Fierce fighting for control of Yemen’s main southern city Aden has left at least 185 people dead and more than 1,200 wounded, including many civilians, a medical official said today.

The port city, a last foothold of supporters of absent President Abedrabbo Mansour Hadi, has been shaken by more than a week of clashes between Shiite rebels and loyalist militia backed by Saudi-led air strikes.

At least 185 dead and 1,282 wounded from the fighting have been counted in hospitals in Aden since March 26, the city’s health department director. Al-Kheder Lassouar. said.

Three-quarters were civilians, he added.

The toll does not include victims among the Houthi Shiite rebels and their allies who do not take their casualties to public hospitals, he said.

It also excludes victims of Saudi-led air raids that have been pounding rebel positions around the country since March 26 to try to prevent the fall of Hadi, who has fled to Riyadh, he added.

## GIVEN ENTRIES:
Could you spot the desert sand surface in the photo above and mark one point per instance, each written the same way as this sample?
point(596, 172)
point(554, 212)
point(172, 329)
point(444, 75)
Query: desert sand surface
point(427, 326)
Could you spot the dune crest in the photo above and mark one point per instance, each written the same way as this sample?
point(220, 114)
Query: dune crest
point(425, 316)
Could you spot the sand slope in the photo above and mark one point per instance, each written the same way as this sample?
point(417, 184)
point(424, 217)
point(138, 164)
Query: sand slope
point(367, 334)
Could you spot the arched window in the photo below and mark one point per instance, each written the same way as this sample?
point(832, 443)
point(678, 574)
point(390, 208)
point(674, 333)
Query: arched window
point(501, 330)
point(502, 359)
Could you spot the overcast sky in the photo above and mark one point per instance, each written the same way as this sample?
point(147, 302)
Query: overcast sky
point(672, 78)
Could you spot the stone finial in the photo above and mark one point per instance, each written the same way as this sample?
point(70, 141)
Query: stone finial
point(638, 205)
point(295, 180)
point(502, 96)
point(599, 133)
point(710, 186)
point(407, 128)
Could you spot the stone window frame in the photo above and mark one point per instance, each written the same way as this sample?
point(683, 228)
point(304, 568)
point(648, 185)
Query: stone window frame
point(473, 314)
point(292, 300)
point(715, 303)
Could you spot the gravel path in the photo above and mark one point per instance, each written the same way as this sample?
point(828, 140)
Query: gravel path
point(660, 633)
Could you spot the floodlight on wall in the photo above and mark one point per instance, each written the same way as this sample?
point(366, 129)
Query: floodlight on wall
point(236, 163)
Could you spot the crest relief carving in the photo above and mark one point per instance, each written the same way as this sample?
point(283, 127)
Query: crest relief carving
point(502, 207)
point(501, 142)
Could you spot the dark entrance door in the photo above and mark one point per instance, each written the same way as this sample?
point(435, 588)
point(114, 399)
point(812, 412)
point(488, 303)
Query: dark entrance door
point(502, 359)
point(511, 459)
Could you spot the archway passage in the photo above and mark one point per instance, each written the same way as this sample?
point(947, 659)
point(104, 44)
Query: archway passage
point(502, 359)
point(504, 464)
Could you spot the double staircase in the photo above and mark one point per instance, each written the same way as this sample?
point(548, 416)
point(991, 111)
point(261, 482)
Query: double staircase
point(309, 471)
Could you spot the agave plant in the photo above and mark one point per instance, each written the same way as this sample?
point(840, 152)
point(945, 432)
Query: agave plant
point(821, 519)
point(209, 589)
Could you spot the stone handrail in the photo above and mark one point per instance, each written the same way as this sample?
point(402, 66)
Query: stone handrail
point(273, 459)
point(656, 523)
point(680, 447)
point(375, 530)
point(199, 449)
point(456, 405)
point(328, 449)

## WHAT YOU NEED TO DO:
(A) From the report on the fighting in Aden, copy the stretch from "Fierce fighting for" through "official said today." word for word.
(B) Carry on the report on the fighting in Aden from the point where it stops.

## TASK RESULTS:
(A)
Fierce fighting for control of Yemen’s main southern city Aden has left at least 185 people dead and more than 1,200 wounded, including many civilians, a medical official said today.

(B)
Lassouar called on international organisations and Arab states participating in the coalition to provide emergency medical assistance to hospitals in Aden.

“Medicine stocks are exhausted and hospitals can no longer cope with the increasing number of victims,” he said.

The United Nations had said on Thursday that 519 people had been killed and nearly 1,700 injured in two weeks of fighting around the country.

The UN Security Council is due to meet today to discuss a Russian proposal for humanitarian pauses in the Saudi-led air campaign, according to diplomats in New York.